- **Location identification entries**:
++++++++++

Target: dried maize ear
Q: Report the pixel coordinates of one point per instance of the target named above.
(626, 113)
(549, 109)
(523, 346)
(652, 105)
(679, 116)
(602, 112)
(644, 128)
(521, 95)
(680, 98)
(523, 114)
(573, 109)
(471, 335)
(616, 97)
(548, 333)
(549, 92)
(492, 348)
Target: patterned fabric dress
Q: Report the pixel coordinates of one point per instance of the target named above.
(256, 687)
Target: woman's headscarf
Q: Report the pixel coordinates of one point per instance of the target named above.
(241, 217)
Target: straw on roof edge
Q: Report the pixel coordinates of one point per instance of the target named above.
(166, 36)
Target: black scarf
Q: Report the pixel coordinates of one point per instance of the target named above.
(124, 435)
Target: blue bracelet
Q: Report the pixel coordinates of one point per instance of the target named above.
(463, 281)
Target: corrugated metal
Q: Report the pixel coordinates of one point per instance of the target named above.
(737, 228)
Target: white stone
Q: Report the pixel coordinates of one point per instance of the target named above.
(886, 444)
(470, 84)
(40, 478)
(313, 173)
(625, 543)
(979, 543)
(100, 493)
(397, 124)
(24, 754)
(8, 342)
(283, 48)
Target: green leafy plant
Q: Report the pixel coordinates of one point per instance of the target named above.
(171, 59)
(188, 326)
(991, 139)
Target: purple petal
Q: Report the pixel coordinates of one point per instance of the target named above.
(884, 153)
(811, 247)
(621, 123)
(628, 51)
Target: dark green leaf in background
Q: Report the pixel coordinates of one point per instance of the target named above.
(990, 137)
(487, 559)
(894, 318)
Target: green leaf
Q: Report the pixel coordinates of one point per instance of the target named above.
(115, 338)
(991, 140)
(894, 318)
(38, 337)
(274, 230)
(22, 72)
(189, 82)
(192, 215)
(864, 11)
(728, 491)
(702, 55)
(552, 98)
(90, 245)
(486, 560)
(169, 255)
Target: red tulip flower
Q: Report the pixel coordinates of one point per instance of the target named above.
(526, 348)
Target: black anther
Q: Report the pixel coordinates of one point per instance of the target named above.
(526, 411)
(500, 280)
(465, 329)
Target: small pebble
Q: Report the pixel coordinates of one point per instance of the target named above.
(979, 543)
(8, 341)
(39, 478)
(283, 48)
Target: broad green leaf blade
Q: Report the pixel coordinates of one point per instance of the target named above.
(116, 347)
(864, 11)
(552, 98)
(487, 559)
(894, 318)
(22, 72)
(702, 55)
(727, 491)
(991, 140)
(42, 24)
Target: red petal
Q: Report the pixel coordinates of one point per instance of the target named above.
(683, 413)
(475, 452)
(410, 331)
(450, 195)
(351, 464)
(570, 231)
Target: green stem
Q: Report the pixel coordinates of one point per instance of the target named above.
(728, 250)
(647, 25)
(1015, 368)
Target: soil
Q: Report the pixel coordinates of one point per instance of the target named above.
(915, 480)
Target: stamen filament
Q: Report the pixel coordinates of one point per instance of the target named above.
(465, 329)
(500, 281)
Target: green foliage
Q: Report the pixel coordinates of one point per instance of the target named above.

++++++++++

- **What the task requires**: Copy out, without any changes, the lines above that run from the line containing "Target: corrugated metal" through the line containing "(1015, 368)", including both of those lines.

- **Task result**:
Target: corrugated metal
Q: Report the pixel coordinates of one point per instance of the target named above.
(737, 228)
Target: white stone
Q: Report the pixel coordinates of one point per instance of the target named above.
(886, 444)
(470, 84)
(40, 478)
(313, 173)
(625, 543)
(979, 543)
(100, 493)
(397, 124)
(24, 754)
(8, 342)
(283, 48)
Target: green leafy plant
Q: Report the pixel coordinates of one point per instance of the target named above.
(171, 59)
(188, 326)
(991, 139)
Target: purple petal
Q: Report the pixel coordinates of one point per instance of the target named above.
(884, 153)
(811, 247)
(621, 123)
(628, 51)
Target: dark green leaf in background
Q: Report the pixel coordinates of one point per instance of the target named above.
(990, 137)
(487, 559)
(894, 318)
Target: green leaf
Q: Report the pixel coordinates of one point per instance of the target named above.
(115, 338)
(991, 140)
(894, 318)
(38, 337)
(274, 230)
(22, 72)
(189, 82)
(192, 215)
(864, 11)
(728, 491)
(702, 55)
(552, 98)
(90, 245)
(486, 560)
(169, 255)
Target: red tulip flower
Q: Report the pixel coordinates of one point per instance of the target named above.
(526, 348)
Target: black anther
Q: Report the pixel coordinates of one point per instance of the target named above.
(526, 411)
(500, 280)
(465, 329)
Target: small pebble
Q: Report the pixel coordinates of one point per instance of the target named above.
(979, 543)
(8, 341)
(39, 478)
(283, 48)
Target: broad green leaf blade
Q: Report the pixel coordinates of one point per instance of the target named above.
(116, 347)
(864, 11)
(552, 98)
(487, 559)
(894, 318)
(22, 72)
(702, 55)
(727, 491)
(991, 140)
(42, 24)
Target: red petal
Q: Report the pixel coordinates of one point per instance of the target named above.
(683, 413)
(475, 452)
(410, 331)
(450, 195)
(351, 464)
(570, 231)
Target: green stem
Q: Report the pixel coordinates of one point per instance of the target named above.
(728, 250)
(647, 25)
(1015, 368)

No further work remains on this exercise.